## Trecho do texto
'''
Terminei de ler o livro de ontem e me lembrei de você. Lembrei da visão do teu rosto de menino meigo, com aquele nariz de pugilista, enquanto eu repousava minha cabeça na tua barriga branca. Acho que não há jeito melhor de falar de tristeza do que pelos caminhos da poesia. Ontem, ao te observar, lembrei da anedota do palhaço Pagliacci — aquele que nos faz pensar: “Afinal, quem faz rir o palhaço?”.
Te vi com uma raiva travestida de tristeza, e isso é profundamente tocante. Meu bem, aproveite esse momento para colocar a casa em ordem. A raiva, por mais que digam o contrário, é um sentimento potente de mudança. Mas não a carregue por muito tempo, porque ela envelhece e faz mal ao coração.
Outra coisa: ontem, com você, reaprendi que os incomodados é que se mudem. Então, por que você deveria desacreditar nas suas crenças amorosas por causa dos outros? Não. Não faça isso. Eu segui por esse caminho e até hoje não consigo voltar atrás. Não é justo que pessoas como você sofram por causa da incoerência alheia.
Sinta o que tem que sentir e, quando estiver pronto, reorganize-se. Porque, meu bem, a boa nova sempre entra pela janela, de surpresa.
'''
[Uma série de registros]
'''
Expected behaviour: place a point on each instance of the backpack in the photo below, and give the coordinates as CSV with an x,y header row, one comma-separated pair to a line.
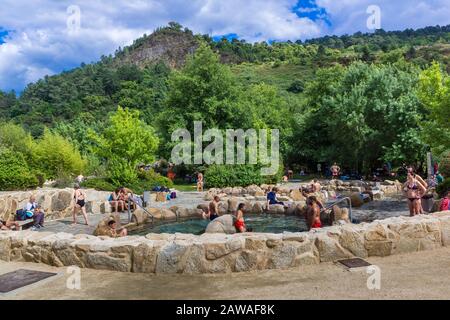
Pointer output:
x,y
445,204
21,215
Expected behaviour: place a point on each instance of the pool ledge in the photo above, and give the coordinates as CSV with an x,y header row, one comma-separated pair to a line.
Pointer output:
x,y
220,253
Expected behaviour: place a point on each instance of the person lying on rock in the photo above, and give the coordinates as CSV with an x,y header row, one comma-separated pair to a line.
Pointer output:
x,y
113,232
9,225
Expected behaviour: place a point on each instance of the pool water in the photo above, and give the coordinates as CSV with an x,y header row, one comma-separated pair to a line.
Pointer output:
x,y
260,223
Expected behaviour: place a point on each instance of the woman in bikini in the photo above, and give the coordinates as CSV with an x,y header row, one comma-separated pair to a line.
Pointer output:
x,y
314,206
116,202
240,222
79,204
414,190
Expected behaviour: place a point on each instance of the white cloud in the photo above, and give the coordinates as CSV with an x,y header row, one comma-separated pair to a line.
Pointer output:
x,y
349,16
41,43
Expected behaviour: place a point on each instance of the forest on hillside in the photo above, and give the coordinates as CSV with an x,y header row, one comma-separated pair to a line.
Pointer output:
x,y
359,100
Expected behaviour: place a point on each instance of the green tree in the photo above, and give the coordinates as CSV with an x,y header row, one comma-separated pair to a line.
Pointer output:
x,y
434,93
55,155
123,144
15,172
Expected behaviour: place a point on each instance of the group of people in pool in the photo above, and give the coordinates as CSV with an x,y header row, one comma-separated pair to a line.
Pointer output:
x,y
312,214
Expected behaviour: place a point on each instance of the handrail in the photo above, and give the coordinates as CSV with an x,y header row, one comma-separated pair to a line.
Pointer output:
x,y
349,201
145,210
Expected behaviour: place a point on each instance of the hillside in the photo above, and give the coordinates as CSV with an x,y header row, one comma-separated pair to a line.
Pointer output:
x,y
360,100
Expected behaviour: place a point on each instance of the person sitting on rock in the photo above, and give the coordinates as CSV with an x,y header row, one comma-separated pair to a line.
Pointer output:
x,y
38,218
240,222
316,186
126,195
9,225
113,232
272,197
213,209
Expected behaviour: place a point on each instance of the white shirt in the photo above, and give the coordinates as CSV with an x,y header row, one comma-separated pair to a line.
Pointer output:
x,y
30,206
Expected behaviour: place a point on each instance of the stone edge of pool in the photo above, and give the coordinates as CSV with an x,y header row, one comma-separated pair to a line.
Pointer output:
x,y
220,253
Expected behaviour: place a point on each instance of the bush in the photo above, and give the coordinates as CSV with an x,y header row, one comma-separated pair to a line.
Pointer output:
x,y
14,171
100,184
220,176
54,154
443,188
153,179
444,164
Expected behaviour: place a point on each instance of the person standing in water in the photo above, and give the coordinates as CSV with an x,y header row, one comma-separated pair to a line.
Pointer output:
x,y
314,207
240,222
200,182
79,197
414,191
213,209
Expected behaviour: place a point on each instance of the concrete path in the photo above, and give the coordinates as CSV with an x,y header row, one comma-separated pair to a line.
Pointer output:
x,y
422,275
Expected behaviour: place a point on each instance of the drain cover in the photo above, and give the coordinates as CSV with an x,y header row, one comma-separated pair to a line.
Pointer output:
x,y
21,278
354,263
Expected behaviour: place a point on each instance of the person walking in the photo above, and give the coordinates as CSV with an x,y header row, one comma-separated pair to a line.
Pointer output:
x,y
79,197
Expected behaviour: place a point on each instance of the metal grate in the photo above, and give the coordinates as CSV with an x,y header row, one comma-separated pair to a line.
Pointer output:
x,y
20,278
354,263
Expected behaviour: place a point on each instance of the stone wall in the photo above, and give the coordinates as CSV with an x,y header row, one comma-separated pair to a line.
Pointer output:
x,y
56,203
219,253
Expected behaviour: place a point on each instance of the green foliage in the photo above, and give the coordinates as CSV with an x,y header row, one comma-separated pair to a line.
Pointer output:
x,y
220,176
152,179
360,116
123,144
14,171
434,93
53,155
444,164
16,138
100,184
354,99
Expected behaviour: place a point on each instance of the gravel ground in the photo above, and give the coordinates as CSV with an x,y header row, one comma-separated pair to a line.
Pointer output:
x,y
421,275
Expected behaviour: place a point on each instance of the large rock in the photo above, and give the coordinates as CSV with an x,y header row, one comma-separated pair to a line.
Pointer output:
x,y
223,224
276,209
330,249
357,200
296,195
103,228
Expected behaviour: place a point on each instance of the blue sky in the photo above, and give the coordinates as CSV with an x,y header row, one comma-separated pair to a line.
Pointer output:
x,y
39,41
'''
## Instruções de trabalho
A – Responda, com base no texto sobre a raiva e a tristeza:
(i) De qual anedota de palhaço a pessoa que escreve se lembrou?
(ii) Segundo o texto, por que não se deve carregar a raiva por muito tempo?
(iii) Por onde entra a boa nova, de acordo com o último parágrafo?
B – Escreva a continuação do texto sobre a raiva e a tristeza a partir da última frase, mantendo o mesmo tom.
O material não é necessário para responder.

## Respostas do exercício
A –
(i) Da anedota do palhaço Pagliacci.
(ii) Porque ela envelhece e faz mal ao coração.
(iii) Pela janela, de surpresa.

B –
Acabei de ler que a felicidade é um caminho possível e que o amor é um direito de todos. Acredito de coração que este ano será melhor, porque você estreou meus lábios de fera amargurada.
***
Crio uns medos bobos de coisas tão simples e fáceis. Digo para mim mesmo: vai. Mas eu não vou. Invento uma situação amedrontadora e fujo daquilo que é simples, fácil, quase banal. Transformo o coelho em leão e me escondo de mim mesmo. E não há buraco nenhum para cair, nem um cresce-encolhe eterno para me aprisionar.
Não caí. Não sonhei. Não morri.
Mas perdi um monte de coisas que não queria ter perdido.
E minha jornada nessa procissão continua, até que eu possa ouvir alguém cantar e pensar: puxa, quero cantar isso também.
Deixarei de ser isso para me tornar este. Não terei mais medo de nada. Nada mesmo. Nem de moscas. Nem de dragões.
Serei meu próprio medo.
Um medo que poderei combater.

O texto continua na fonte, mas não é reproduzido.